**EXTRAIT RETENU:**
Numéro 10 - Octobre 2023

Bulletin des arrêts des chambres civiles

Bulletin des arrêts des chambres civiles

Numéro 10 - Octobre 2023

TRAVAIL TEMPORAIRE

Soc., 25 octobre 2023, n° 22-21.845, n° 22-21.846, n° 22-21.847, n° 22-21.848, n° 22-21.849, n° 22-21.850, (B), FS

Cassation

Entreprise de travail temporaire – Rémunération du salarié – Décision unilatérale de l'entreprise – Attribution d'une prime – Prime exceptionnelle de pouvoir d'achat – Paiement – Cumul – Cumul avec la prime attribuée dans l'entreprise utilisatrice – Fondement – Détermination – Portée

Le salarié temporaire peut prétendre, en application de l'article L. 1251-18 du code du travail, au paiement de la prime exceptionnelle de pouvoir d'achat mise en place dans l'entreprise utilisatrice en application de l'article 1 de la loi n° 2018-2013 du 24 décembre 2018.

Le règlement de la prime exceptionnelle de pouvoir d'achat versée en exécution de son engagement unilatéral au profit de ses salariés permanents et temporaires, ne dispense pas l'entreprise de travail temporaire du paiement, en application de l'article L. 1251-18 du code du travail, de celle instituée au sein de l'entreprise utilisatrice au profit des salariés permanents de cette dernière, à laquelle elle ne pouvait se substituer.

Jonction

1. En raison de leur connexité, les pourvois n° 22-21.845 à 22-21.850 sont joints.

Faits et procédure

2. Selon les jugements attaqués (conseil de prud'hommes de Lyon, 9 septembre 2022), rendus en dernier ressort, Mme [E] et cinq autres salariés intérimaires de l'entreprise de travail temporaire Adecco France ont exécuté des missions d'intérim auprès de la société Electricité de France.

3. L'entreprise de travail temporaire a, par décision unilatérale du 28 décembre 2018, mis en place au profit de ses salariés permanents et temporaires, une prime exceptionnelle de pouvoir d'achat en application de l'article 1 de la loi n° 2018-1213 du 24 décembre 2018.

4. L'entreprise utilisatrice a, par décision unilatérale du 29 janvier 2019, décidé de mettre en place cette prime au profit de ses salariés. Cette décision précisait que les salariés éligibles étaient ceux liés à la société par un contrat de travail au 31 décembre 2018.

**MATÉRIEL FOURNI:**
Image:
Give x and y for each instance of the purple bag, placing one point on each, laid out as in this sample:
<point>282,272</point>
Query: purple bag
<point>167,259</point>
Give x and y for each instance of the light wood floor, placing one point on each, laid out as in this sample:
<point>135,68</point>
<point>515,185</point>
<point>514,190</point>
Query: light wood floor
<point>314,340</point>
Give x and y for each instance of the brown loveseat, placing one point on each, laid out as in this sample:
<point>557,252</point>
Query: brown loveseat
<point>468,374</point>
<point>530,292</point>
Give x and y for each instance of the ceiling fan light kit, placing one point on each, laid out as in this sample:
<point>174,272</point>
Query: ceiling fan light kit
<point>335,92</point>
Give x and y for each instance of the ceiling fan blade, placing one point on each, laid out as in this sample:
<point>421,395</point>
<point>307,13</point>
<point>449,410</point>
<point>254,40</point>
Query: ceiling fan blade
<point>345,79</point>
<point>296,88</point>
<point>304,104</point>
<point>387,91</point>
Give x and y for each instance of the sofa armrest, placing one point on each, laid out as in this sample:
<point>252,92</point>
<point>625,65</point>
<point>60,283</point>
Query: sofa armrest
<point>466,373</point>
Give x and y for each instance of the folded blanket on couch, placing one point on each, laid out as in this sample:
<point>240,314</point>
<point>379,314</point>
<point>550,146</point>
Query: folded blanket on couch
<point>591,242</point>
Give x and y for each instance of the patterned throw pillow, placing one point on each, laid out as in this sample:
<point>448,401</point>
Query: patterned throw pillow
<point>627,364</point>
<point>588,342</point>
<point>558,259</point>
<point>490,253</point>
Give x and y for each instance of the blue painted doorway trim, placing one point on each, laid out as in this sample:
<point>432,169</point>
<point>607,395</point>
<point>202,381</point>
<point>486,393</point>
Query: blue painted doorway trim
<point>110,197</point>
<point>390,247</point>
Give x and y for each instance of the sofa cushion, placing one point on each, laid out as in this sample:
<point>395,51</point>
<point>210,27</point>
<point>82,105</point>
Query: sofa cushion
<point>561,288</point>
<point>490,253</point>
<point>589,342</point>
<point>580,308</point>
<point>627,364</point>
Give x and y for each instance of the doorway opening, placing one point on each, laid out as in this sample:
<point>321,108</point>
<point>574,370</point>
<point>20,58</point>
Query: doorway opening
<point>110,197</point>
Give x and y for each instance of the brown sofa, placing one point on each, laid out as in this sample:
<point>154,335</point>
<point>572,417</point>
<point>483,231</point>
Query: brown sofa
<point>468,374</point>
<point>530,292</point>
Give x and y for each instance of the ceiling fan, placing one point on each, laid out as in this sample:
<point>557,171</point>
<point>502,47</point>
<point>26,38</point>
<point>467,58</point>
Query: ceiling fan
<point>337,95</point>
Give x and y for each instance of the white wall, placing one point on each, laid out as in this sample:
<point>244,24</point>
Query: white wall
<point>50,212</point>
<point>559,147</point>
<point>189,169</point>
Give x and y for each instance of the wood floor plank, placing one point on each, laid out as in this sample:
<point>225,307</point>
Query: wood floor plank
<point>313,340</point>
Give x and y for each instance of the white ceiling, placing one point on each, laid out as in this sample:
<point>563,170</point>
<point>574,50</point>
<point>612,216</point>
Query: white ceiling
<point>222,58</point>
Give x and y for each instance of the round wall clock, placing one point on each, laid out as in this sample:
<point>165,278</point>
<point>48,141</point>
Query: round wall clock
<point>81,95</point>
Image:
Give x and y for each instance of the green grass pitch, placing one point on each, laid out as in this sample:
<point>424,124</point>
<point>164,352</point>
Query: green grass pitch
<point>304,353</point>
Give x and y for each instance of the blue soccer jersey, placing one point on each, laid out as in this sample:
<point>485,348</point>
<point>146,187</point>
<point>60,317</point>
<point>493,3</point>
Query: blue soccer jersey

**CONSIGNE DE L'EXERCICE:**
Restituez mot pour mot le passage de l'arrêt qui va de « Entreprise de travail temporaire – » jusqu'à « n° 2018-2013 du 24 décembre 2018. ».

**CORRIGÉ:**
Entreprise de travail temporaire – Rémunération du salarié – Décision unilatérale de l'entreprise – Attribution d'une prime – Prime exceptionnelle de pouvoir d'achat – Paiement – Cumul – Cumul avec la prime attribuée dans l'entreprise utilisatrice – Fondement – Détermination – Portée

Le salarié temporaire peut prétendre, en application de l'article L. 1251-18 du code du travail, au paiement de la prime exceptionnelle de pouvoir d'achat mise en place dans l'entreprise utilisatrice en application de l'article 1 de la loi n° 2018-2013 du 24 décembre 2018.